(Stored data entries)
☆ ☆ ☆ ☆
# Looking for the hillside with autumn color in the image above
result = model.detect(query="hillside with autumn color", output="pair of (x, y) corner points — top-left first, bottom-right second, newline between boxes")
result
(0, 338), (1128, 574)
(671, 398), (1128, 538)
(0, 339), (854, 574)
☆ ☆ ☆ ☆
Give every line of the material above as a numbered list, and leave out any blank lines.

Task result:
1. # Looking for the hillside with autumn color in the image above
2. result = model.detect(query="hillside with autumn color", output="pair of (x, y) corner points — top-left first, bottom-right second, newline between boxes")
3. result
4. (0, 338), (1128, 574)
5. (671, 398), (1128, 538)
6. (0, 339), (854, 574)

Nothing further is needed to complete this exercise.